* Begin *

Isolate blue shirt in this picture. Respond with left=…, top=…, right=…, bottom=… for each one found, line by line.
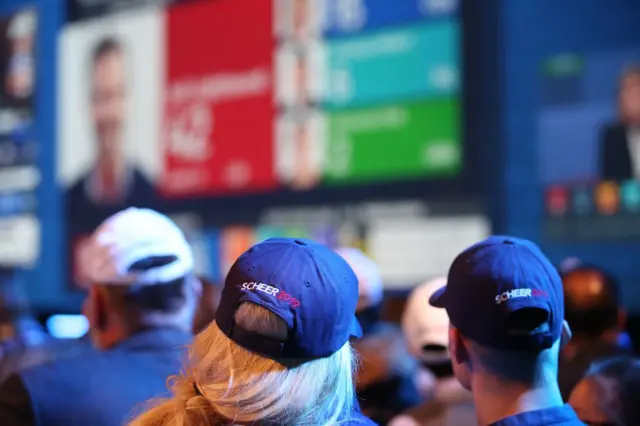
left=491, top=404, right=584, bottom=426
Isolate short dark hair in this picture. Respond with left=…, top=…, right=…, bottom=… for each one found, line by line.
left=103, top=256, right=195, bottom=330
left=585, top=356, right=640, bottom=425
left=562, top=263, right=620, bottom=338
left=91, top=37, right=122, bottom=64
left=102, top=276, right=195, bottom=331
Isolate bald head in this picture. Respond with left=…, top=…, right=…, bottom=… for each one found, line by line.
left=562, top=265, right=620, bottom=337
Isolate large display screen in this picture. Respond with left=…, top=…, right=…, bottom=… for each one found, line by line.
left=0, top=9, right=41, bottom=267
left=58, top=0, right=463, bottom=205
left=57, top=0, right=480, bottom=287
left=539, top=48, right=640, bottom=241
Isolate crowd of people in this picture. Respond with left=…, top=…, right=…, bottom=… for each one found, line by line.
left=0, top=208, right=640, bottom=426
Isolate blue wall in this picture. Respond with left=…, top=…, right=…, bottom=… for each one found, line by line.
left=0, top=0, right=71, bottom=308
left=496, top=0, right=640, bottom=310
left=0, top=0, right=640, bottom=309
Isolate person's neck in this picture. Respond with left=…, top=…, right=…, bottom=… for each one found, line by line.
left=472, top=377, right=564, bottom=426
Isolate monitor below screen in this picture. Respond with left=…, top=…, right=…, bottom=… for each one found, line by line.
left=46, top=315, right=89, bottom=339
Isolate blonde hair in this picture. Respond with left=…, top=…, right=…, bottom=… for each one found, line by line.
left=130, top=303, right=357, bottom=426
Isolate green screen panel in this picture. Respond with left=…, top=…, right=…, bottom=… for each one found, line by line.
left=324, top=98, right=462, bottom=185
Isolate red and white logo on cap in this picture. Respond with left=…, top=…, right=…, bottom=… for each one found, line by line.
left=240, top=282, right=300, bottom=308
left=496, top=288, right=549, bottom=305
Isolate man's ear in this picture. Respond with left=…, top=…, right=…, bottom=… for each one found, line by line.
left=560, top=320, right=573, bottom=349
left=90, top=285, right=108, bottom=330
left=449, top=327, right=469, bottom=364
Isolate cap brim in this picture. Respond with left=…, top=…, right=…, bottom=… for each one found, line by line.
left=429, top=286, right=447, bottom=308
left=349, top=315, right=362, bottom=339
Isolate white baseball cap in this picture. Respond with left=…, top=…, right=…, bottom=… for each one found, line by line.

* End *

- [BRIEF]:
Put the lines above, from the start through the line containing "left=0, top=208, right=640, bottom=426", into a JSON list of strings with one string per line, omitting blank lines and the picture.

- [ANSWER TO THIS EXERCISE]:
[
  "Isolate blue shirt in this picture. Respond with left=…, top=…, right=…, bottom=… for each one found, line by line.",
  "left=491, top=404, right=584, bottom=426",
  "Isolate short dark hair in this picture. Respond with left=…, top=…, right=…, bottom=… for each one found, line by line.",
  "left=103, top=256, right=195, bottom=330",
  "left=585, top=356, right=640, bottom=425",
  "left=562, top=263, right=620, bottom=338",
  "left=91, top=37, right=122, bottom=64",
  "left=102, top=276, right=195, bottom=331",
  "Isolate bald head in this picture. Respond with left=…, top=…, right=…, bottom=… for each one found, line by line.",
  "left=562, top=265, right=620, bottom=337",
  "Isolate large display screen in this picture. Respond with left=…, top=…, right=…, bottom=… for each one found, line by line.",
  "left=0, top=9, right=41, bottom=267",
  "left=58, top=0, right=463, bottom=205",
  "left=57, top=0, right=480, bottom=287",
  "left=539, top=48, right=640, bottom=241",
  "Isolate crowd of people in this picture. Respond with left=…, top=…, right=…, bottom=… for each one found, line by line.",
  "left=0, top=208, right=640, bottom=426"
]